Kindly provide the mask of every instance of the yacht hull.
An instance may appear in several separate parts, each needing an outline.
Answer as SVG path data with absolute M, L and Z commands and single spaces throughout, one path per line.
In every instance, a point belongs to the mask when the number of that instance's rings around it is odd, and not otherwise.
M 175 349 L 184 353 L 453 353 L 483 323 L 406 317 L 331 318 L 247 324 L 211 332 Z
· · · · · · ·
- **What is required**
Copy, please, every line from the start of the entries down to the line that holds "Answer as SVG", with both of those lines included and no others.

- **Task result**
Kindly provide the mask of every instance of the yacht hull.
An instance may appear in several separate parts, each needing an outline.
Answer as SVG path data with absolute M, L and Z commands and single spaces throughout, one path per line.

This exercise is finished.